▶ _EXCERPTED PASSAGE_:

· · · · ·

So I'm at North New South Wales schools. I'm in a general manager role. So that's, a bit of my context always within Adventist education and young family, all primary aged kids, three of them. So yeah. Full on at work, full on at home.

You're juggling a number of things, it sounds like then. You, conducted a study recently that was in the record and you've also written a book about, I believe.

Can you tell us a little bit about what this study was, why you did it, and yeah, just what it involved? .

So, one of my colleagues at Avondale University at the time, , Professor Tony Williams. was the originator of the project. He had, been to church, was driving home with his wife. She pointed out that there was a youth congress that was going to be taking place in Kassel, Germany.

And she pointed out more because, they'd been there in recent years. But Tony, kind of picked it up and thought, Oh, that'd make an interesting research project. So, the intent of the project was to go to Kassel, attend the World Youth Congress, talk to as many people as possible, from ideally all of the different kind of geographic regions of the World Church, and, to have an opportunity to kind of hear the lived experience of youth ministry.

So that was a big part of it, is, you Hearing from their perception, hearing their experience, the lived experience process. We had to jump through some typical processes to be able to work with it in a research context. But that was the intent and that was the group.

So there were people in youth ministry, department directors and all sorts of people who had practiced, was the key thing. , they'd worked in youth ministry, developed youth ministry. Roughly how many participants did you have in the study? And what was, you said they were from all around the world.

But. What? What does that mean?

Yep so there was 13 world, divisions and we had representatives from every single one of those that we interviewed. So as far as participants wise, the study is actually what we refer to as a mixed method study. So there was both a quantitative component and a qualitative.

So the qualitative component really rested on the focus groups and the interviews that we did. So there was about, I think there was close to 50 participants, for that. So that allowed us to drill down a little bit, but we'd done some higher order stuff that was quantitative in nature. And we'd done a survey that had I can't remember off the top of my head, but close to 300 responses.

So we use the survey to inform, what it was that we wanted to draw out from , our interviewees and the respondents on the ground in castle. but as you said, yeah, they came from pathfinder backgrounds, adventurers, youth ministry, as far as the church arms, people that have been in, yeah, youth ministry context, both in school.

And another more churchland context. So that was who the group was.

Yeah, I saw it was described as a warts and all study. Is that what you mean by that? The quantitativeness?

Well, I didn't choose the term warts and all, but the lived experience and the fact that these guys, you know, they experienced challenges, they experienced, difficulties.

· · · · ·

(Excerpts from a pointing dataset)

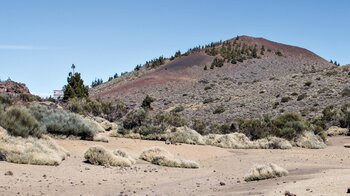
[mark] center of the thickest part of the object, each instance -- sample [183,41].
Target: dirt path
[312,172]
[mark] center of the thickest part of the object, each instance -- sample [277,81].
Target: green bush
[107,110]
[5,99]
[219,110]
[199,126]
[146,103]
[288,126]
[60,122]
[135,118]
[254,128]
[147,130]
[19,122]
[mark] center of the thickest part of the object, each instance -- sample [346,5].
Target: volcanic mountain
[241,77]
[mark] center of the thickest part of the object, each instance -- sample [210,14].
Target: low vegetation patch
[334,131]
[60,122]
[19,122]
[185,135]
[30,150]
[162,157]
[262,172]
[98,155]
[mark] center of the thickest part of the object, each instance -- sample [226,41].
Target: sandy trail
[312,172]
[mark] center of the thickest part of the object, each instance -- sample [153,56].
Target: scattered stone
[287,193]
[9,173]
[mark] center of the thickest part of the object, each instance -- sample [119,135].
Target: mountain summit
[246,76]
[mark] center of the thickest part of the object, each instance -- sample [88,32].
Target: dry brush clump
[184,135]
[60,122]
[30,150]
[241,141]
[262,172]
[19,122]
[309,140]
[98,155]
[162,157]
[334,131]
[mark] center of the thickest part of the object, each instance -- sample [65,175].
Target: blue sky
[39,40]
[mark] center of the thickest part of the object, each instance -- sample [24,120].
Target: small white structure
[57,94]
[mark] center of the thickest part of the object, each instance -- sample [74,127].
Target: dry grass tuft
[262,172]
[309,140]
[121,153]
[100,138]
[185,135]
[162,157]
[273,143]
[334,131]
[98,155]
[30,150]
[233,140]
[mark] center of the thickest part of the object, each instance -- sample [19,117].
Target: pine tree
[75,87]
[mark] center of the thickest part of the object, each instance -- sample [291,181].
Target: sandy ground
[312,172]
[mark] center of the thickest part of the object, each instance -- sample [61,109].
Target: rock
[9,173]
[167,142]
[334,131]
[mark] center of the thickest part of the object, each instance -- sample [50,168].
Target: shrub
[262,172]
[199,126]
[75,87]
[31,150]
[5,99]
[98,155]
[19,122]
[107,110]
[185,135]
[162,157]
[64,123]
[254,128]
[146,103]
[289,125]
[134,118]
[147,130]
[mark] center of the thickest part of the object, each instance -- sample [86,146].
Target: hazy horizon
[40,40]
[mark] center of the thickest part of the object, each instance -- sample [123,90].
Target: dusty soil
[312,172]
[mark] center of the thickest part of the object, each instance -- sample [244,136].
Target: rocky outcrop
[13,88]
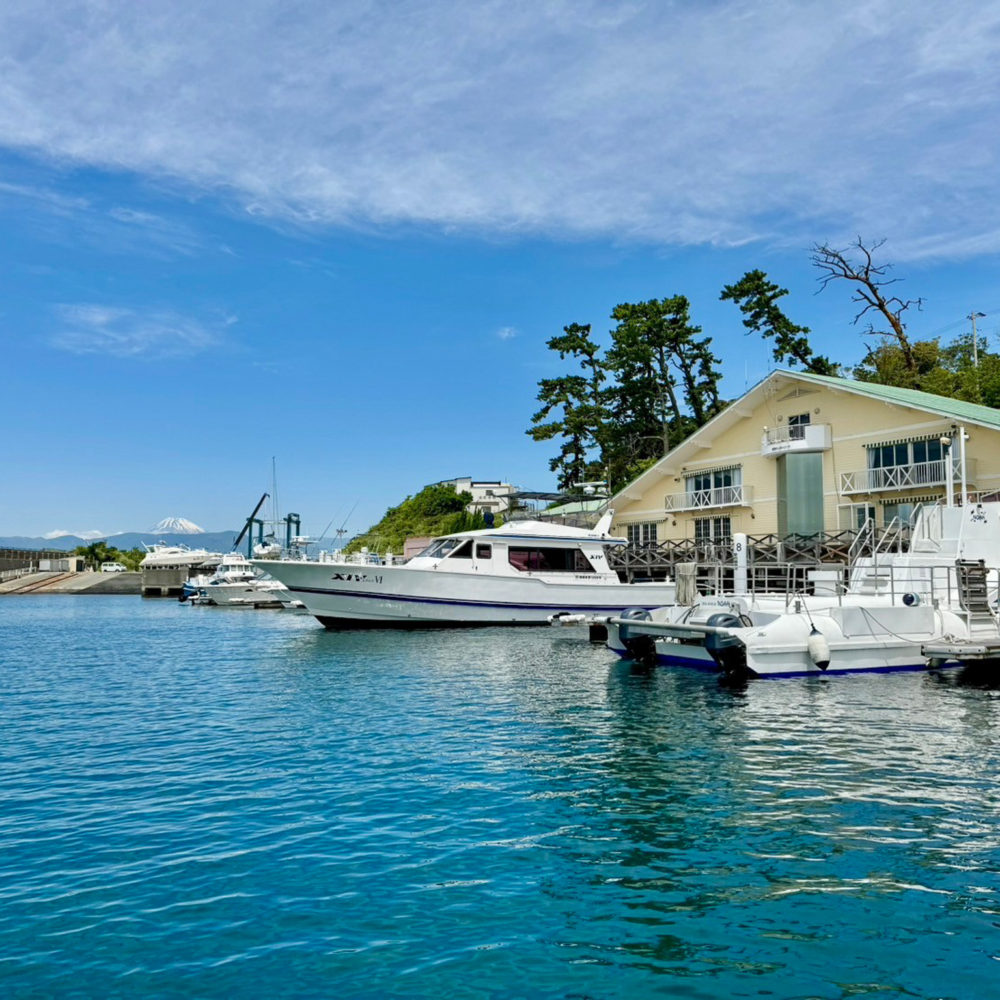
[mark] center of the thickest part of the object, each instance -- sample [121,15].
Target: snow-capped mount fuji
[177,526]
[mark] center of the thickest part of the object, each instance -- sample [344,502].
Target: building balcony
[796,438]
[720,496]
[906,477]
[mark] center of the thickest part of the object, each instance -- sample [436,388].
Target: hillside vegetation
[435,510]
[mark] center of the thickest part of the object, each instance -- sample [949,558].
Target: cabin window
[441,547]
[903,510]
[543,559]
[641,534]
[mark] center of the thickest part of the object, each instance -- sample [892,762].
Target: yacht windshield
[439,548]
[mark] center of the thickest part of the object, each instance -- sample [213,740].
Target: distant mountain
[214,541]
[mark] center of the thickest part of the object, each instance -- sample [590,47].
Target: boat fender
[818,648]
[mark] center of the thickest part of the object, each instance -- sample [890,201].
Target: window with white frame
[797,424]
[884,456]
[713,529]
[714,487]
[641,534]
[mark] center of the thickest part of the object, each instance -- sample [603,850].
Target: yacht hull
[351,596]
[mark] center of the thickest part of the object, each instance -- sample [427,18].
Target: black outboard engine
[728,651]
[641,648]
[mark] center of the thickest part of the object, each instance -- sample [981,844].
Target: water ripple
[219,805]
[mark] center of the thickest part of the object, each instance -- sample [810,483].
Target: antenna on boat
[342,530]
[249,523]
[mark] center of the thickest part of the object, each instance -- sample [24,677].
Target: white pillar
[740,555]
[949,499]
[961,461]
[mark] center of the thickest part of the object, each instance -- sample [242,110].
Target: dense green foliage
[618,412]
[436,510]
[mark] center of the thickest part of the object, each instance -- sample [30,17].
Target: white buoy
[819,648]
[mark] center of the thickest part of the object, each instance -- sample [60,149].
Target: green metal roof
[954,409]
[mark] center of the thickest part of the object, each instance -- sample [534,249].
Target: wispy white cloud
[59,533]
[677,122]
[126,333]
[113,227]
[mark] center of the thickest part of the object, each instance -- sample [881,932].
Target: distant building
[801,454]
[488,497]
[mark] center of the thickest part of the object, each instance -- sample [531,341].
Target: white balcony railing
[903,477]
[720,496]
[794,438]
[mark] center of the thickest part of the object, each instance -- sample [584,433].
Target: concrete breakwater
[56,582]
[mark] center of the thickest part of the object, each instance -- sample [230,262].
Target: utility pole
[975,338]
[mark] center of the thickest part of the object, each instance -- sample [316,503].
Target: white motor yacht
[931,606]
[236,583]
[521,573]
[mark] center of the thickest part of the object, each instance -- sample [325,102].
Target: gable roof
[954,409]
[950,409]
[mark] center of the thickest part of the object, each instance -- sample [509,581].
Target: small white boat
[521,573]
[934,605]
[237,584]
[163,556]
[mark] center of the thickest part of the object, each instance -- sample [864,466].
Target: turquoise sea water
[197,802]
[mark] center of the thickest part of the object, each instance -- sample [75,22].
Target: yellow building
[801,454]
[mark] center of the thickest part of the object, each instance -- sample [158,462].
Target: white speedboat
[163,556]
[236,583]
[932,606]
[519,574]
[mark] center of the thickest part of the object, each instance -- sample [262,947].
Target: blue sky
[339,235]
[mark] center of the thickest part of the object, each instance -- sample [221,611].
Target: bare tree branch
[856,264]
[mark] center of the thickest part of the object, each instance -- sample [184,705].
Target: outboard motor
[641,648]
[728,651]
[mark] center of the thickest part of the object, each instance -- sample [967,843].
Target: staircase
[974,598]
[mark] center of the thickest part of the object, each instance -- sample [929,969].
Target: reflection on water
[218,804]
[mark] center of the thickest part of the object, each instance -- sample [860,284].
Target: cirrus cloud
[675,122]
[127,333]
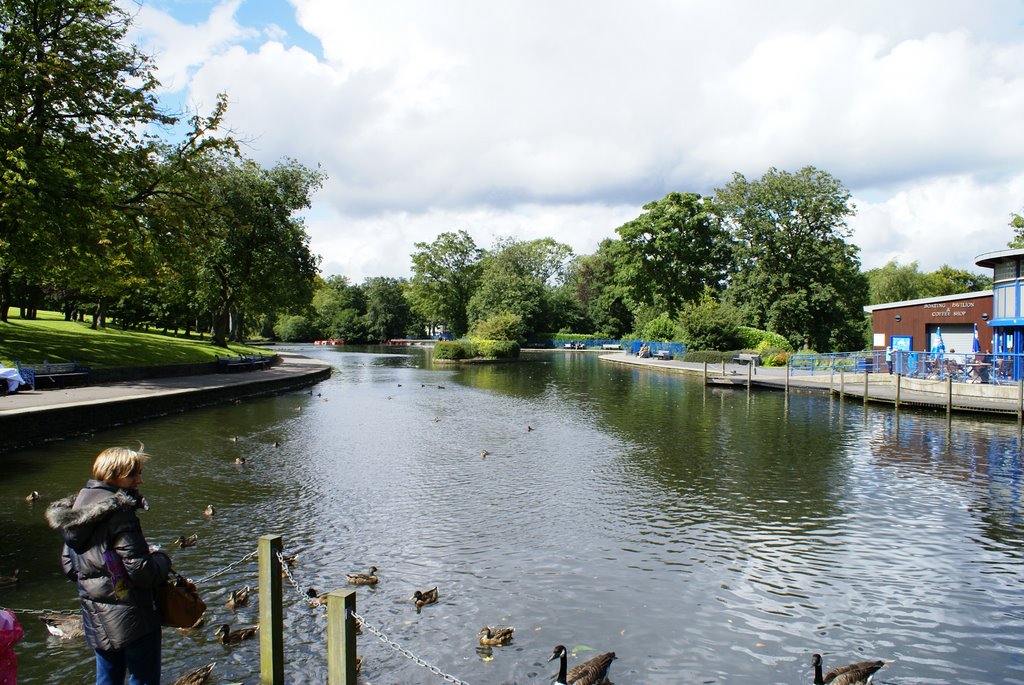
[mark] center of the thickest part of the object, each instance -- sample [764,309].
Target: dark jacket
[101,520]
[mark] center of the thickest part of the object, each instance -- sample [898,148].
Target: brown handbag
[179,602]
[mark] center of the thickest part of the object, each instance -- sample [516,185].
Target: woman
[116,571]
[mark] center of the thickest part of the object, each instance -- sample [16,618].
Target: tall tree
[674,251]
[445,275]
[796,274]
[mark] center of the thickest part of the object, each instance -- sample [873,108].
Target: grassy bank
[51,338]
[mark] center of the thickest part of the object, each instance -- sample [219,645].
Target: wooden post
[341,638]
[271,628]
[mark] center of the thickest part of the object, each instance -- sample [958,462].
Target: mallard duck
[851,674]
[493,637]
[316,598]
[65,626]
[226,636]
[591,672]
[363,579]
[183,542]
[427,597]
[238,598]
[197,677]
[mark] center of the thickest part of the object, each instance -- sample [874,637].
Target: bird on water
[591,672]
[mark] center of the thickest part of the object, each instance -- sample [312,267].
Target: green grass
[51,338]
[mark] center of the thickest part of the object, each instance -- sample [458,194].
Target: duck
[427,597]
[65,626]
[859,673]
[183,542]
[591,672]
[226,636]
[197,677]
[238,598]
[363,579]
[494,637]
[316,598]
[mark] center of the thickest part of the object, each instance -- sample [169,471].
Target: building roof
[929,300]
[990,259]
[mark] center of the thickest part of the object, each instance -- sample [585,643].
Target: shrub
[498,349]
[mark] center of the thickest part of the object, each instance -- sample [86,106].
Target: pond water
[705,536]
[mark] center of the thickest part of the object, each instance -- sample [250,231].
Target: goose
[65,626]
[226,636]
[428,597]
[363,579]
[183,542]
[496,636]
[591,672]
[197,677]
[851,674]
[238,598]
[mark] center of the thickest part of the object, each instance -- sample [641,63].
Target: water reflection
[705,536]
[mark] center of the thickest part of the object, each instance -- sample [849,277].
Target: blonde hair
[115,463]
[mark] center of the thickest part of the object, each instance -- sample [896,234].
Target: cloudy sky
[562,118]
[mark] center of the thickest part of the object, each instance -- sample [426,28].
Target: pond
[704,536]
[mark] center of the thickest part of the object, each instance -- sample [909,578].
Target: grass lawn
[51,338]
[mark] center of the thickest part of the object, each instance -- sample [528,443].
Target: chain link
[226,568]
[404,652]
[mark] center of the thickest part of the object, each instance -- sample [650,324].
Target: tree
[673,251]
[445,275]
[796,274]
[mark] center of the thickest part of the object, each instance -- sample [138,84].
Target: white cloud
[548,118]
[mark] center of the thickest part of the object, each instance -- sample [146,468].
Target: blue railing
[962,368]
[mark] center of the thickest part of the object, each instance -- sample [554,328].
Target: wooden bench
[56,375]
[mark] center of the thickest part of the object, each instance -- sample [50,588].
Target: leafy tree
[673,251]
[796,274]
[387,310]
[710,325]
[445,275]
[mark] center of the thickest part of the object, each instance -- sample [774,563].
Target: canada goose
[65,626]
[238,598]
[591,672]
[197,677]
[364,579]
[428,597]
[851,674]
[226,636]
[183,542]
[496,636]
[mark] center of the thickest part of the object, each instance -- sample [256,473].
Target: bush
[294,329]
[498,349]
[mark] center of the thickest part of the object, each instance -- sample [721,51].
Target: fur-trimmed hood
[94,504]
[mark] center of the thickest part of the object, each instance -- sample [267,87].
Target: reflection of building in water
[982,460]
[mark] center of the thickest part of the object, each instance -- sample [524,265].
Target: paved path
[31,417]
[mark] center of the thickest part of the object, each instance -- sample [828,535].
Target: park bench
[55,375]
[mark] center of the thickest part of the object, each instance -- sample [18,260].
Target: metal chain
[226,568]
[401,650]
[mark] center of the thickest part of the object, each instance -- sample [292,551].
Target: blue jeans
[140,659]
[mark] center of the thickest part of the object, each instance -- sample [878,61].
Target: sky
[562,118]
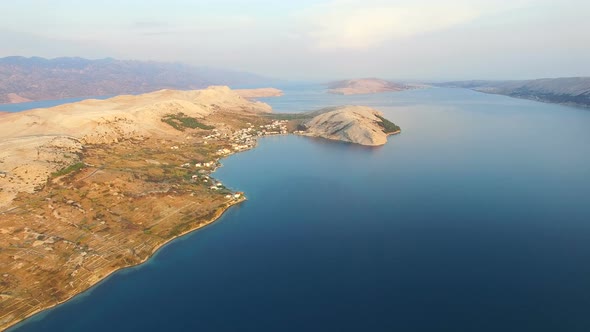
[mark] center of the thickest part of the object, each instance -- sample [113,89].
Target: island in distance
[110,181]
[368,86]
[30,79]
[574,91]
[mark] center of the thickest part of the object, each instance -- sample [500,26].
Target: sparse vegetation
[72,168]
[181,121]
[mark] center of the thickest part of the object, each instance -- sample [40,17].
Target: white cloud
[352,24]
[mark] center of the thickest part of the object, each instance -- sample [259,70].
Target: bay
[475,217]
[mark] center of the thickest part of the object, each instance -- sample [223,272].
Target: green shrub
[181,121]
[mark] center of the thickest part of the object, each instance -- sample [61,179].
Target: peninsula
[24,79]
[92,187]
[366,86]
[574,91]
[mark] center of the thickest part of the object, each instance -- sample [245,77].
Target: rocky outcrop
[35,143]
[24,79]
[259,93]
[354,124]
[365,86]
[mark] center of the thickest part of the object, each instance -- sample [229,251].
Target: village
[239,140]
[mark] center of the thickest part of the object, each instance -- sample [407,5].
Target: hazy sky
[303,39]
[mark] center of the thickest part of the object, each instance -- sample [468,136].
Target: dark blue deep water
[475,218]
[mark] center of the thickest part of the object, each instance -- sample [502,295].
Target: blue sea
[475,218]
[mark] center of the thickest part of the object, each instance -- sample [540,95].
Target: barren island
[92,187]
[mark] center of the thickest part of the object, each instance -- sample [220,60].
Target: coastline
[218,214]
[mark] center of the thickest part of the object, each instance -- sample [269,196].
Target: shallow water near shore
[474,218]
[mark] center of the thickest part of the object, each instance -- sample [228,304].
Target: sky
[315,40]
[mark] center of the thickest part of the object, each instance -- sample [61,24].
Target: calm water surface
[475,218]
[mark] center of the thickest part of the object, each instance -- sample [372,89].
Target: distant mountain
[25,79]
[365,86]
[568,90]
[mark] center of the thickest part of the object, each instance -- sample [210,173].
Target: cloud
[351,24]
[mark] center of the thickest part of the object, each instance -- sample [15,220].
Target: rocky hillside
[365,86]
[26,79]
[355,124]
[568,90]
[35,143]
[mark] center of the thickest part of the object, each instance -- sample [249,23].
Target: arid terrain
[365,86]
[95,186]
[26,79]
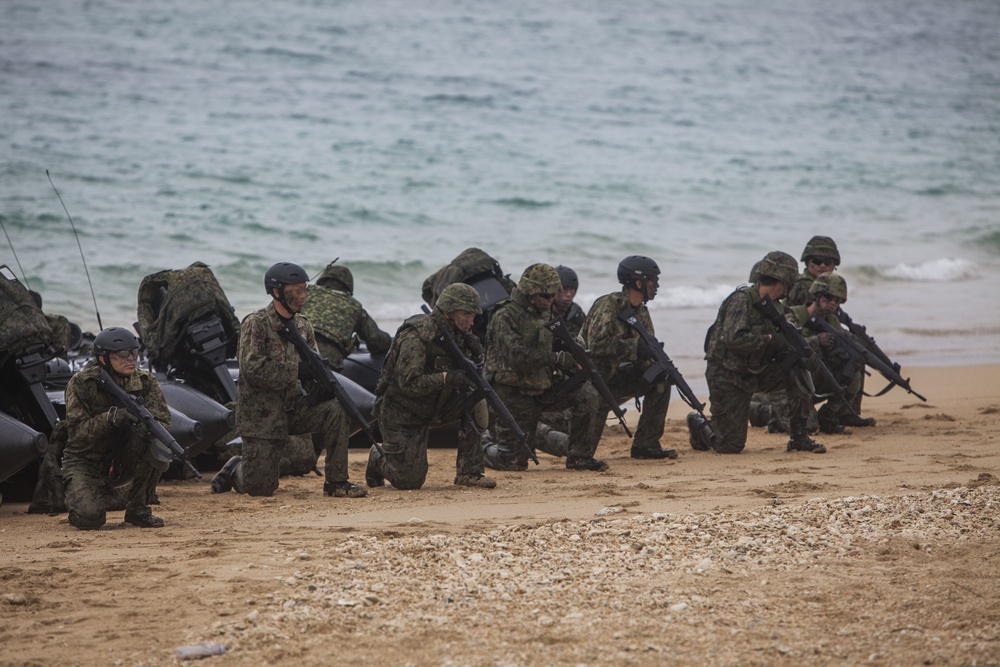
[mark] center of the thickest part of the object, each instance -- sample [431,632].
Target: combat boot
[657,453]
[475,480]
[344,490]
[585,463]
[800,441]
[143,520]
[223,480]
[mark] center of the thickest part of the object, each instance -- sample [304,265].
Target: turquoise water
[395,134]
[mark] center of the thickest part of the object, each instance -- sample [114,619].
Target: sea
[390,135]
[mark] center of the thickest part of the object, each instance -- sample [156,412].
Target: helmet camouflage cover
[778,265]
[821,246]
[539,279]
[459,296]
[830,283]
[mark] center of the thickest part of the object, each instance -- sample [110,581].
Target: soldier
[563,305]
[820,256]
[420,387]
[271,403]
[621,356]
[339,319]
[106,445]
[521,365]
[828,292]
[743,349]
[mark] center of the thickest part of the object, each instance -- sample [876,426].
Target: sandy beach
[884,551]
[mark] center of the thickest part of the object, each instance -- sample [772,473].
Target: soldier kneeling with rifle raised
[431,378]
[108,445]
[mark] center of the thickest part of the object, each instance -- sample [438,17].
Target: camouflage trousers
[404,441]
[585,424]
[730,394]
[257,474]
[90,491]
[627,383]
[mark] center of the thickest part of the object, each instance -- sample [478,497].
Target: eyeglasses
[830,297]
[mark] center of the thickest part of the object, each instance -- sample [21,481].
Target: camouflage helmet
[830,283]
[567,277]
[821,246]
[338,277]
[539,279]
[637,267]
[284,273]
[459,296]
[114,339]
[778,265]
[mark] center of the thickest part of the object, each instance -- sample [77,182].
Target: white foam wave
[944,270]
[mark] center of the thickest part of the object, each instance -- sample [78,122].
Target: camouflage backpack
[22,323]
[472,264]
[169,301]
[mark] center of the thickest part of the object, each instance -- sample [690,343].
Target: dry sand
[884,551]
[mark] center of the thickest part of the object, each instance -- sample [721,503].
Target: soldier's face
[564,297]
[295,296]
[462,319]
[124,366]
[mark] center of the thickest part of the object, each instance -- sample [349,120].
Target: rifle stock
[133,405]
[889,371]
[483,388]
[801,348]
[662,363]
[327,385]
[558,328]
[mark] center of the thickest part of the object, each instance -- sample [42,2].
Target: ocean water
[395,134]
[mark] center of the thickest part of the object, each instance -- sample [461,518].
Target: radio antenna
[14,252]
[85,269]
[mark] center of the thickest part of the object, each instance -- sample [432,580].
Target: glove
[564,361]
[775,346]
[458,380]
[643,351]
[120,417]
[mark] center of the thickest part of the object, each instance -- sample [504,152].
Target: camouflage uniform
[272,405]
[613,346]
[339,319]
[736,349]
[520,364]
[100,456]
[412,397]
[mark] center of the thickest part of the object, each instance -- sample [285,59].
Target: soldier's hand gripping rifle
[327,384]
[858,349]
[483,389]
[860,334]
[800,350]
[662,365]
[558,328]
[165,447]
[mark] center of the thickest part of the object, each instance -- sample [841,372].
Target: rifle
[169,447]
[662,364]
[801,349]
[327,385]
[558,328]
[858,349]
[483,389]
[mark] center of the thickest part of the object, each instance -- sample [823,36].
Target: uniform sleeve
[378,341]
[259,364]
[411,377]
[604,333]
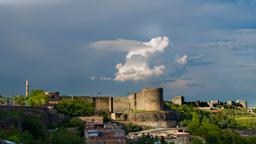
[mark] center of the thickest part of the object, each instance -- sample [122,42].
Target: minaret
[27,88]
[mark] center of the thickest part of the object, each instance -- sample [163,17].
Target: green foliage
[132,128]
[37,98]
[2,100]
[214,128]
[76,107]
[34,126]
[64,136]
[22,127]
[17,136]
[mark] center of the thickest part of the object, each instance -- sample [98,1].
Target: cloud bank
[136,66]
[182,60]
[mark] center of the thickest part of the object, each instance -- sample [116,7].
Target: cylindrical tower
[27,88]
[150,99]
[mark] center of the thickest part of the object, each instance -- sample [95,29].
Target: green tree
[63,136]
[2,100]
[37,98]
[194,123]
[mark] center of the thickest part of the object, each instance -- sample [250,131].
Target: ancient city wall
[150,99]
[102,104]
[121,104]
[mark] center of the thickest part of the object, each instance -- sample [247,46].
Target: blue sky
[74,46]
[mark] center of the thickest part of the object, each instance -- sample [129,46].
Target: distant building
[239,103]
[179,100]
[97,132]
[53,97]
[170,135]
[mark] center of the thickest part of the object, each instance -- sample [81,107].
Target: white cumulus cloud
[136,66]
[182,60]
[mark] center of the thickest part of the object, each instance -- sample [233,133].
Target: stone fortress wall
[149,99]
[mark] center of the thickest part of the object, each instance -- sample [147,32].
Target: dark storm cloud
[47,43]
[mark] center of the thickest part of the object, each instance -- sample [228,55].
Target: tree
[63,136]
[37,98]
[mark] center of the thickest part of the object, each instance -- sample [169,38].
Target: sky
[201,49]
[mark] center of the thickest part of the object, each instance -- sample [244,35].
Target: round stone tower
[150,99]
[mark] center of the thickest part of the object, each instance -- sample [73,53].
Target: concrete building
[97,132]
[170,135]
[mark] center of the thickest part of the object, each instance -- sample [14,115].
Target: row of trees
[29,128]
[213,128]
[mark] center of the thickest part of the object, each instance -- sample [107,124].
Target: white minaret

· · · · ·

▶ _WORK TO COMPLETE_:
- a) Locate each row that contains the string "railing" and copy every such row in full.
- b) Carry on the interview about the youth ministry study, picking up after its final sentence.
The interview about the youth ministry study and the rows have no connection to each other.

▶ _ANSWERS IN ORDER_:
- a)
Target: white balcony railing
Target: blue railing

- b)
But yeah. Very much from my perspective found that those were outweighed by the benefit of bringing people to Christ and walking side by side with these young people through their their formation years.

Interesting. Can you just, I guess, elaborate on that a little bit more? Like, what was some of those common difficulties that they're experiencing?

Yeah, lots of different challenges. I can speak broadly. Culture did play a big influence, in the different places, experience different things, because obviously it's within the context of what's asked of them in their various divisions and conferences. I think probably. A couple just to bring out were, there's pressures, you know, there's financial pressures, they can't do everything they want to, there's financial resource implications that follow that. There's time implications too the single biggest thing that these youth ministry workers were reflecting on is this is a ministry of presence.

You can't do this from a distance. You've got to be side by side with these young people. It's relational. You've got to have rapport with them. You've got to be able to have them trust you to open up to be able to work alongside of. And so, in that context you can't be everywhere all at once.

So those time pressures were very real. There were family pressures, there were pressures from within the church, there was a perception for a lot of youth ministry workers that youth ministry was and you would have picked this up in the article, you would a holding ground where people just went, spent a few years, and then were expected to gravitate after they'd done something in youth ministry over into more traditional pastoral ministry.

So, there were a lot of pressures, the pressures they experienced, , there was expectations to justify youth ministry. Baptisms, these types of things, they were fairly typical of the types of pressures that kind of came from within the church setting. And then obviously, there were a range of personal factors as well that impacted on that, but the impact on family, the impact of being consistently under the microscope, people are looking at these people as.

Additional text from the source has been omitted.